### EXCERPT TO READ

::::

Yūna's best friend and fellow classmate and club member who lives next door to her and often prefers to be called by her family name. Mimori takes pride in her national heritage and is always ready to defend her country and protect its people. She had lost the use of her legs, along with some of her memories, allegedly due to a car accident. In her hero form, she uses guns and sniping rifles for long-range combat and her ribbons serve as appendages for moving around. She also has three familiars, Gyōbudanuki (刑部狸), Aobōzu (青坊主), and Shiranui (不知火). Later, she gets another familiar named Kawabataru (川蛍). As a result of using her Mankai form, she loses her hearing in her left ear. Like the rest of her Hero Club friends, she recovers after the events of the final episode and regains her memory and the ability to walk.
Prior to the events of the series, she was adopted under the name of Sumi Washio and fought alongside her elementary school classmates Sonoko and Gin. She originally used a bow and arrow in her hero form but later upgraded to a silver rifle. The loss of her legs and memory were actually a result of her using Mankai twice, after which she was returned to her original family and relocated next to Yūna due to her high affinity. Upon meeting Sonoko again, she learns both the truth about the Hero System and the true nature of Shinju.
- Fu Inubozaki (犬吠埼 風, Inubōzaki Fū)

A third-year in middle school and the president of the Hero Club. She is the older sister of Itsuki, who she has been looking after following the death of their parents. She is knowledgeable about Shinju and the Vertex and was the one who gave her fellow members the app needed to fight against the Vertex. She uses a large sword in her hero form and her familiar is Inugami (犬神). Later she gets another familiar named Kamaitachi (鎌鼬). As a result of using her Mankai form, she loses vision in her left eye, but regains it back after the events of the final episode. It is also revealed that her parents were killed by Vertex, and as such her original motivation for fighting Vertex was for revenge. Details about the exact situation of her parents' death were not given.
- Itsuki Inubozaki (犬吠埼 樹, Inubōzaki Itsuki)

A first-year in middle school and member of the Hero Club. She is Fū's younger sister and respects her dearly. She uses vines to attack her enemies in her hero form and her familiar is Kodama (木霊). Later, she gets another familiar named Ungaikyō (雲外鏡). As a result of using her Mankai form, she loses her voice, but regains it after the events of the final episode.
- Karin Miyoshi (三好 夏凛, Miyoshi Karin)

::::

### Stored records
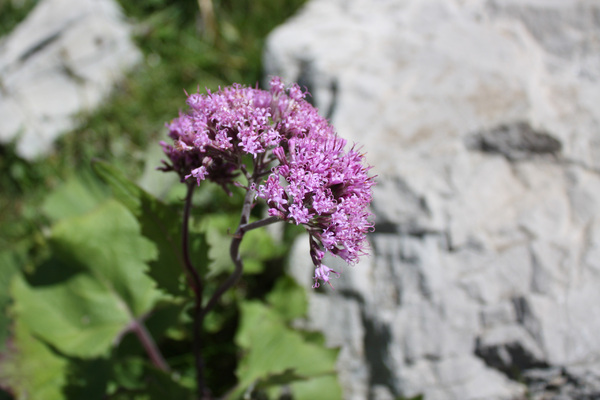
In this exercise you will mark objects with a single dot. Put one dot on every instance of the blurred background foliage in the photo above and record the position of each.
(183, 50)
(180, 53)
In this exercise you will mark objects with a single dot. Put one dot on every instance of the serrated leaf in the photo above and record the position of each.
(288, 298)
(160, 223)
(30, 369)
(83, 314)
(76, 196)
(273, 348)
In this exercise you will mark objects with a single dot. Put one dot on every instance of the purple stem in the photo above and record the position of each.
(197, 287)
(147, 341)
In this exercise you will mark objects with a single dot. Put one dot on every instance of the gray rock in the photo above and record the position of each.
(62, 60)
(481, 119)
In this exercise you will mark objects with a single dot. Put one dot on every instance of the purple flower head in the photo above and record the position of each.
(301, 168)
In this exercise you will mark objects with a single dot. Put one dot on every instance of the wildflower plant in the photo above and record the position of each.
(276, 147)
(126, 300)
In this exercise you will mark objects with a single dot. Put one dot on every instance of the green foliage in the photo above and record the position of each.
(275, 353)
(85, 253)
(75, 311)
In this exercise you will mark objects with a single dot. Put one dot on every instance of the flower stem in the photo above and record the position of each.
(139, 329)
(197, 287)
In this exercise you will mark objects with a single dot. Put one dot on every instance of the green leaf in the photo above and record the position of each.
(288, 299)
(273, 350)
(160, 223)
(106, 287)
(31, 369)
(9, 266)
(78, 195)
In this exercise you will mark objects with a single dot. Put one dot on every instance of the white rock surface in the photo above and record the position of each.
(481, 119)
(63, 59)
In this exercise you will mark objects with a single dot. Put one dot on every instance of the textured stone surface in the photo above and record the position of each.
(482, 121)
(60, 61)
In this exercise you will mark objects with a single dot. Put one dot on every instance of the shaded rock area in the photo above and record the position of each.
(63, 59)
(481, 119)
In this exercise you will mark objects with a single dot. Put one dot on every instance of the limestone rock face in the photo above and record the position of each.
(482, 121)
(61, 60)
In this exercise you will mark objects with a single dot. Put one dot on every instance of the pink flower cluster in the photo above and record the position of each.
(310, 177)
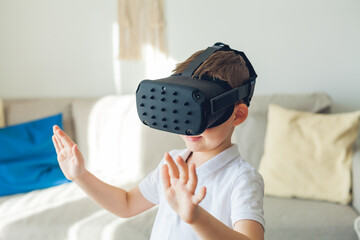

::::

### COMPLETE THE FOLLOWING
1 - List every familiar that the character profiles attribute to Mimori.
2 - According to the character profiles, why did Fū originally fight the Vertex?
3 - Rewrite the paragraph in the character profiles that begins "A first-year in middle school and member of the Hero Club." as a bulleted list, keeping its main facts.
Rely solely on the character profiles when responding.

### ANSWERS BY TASK
1 - Gyōbudanuki (刑部狸), Aobōzu (青坊主), Shiranui (不知火), Kawabataru (川蛍)

2 - Her parents were killed by the Vertex. Her original motivation for fighting them was therefore revenge.

3 -
- First-year middle school student and member of the Hero Club
- Fū's younger sister, who respects her dearly
- Attacks enemies with vines in her hero form
- Familiars: Kodama (木霊), and later Ungaikyō (雲外鏡)
- Loses her voice from using her Mankai form and regains it after the events of the final episode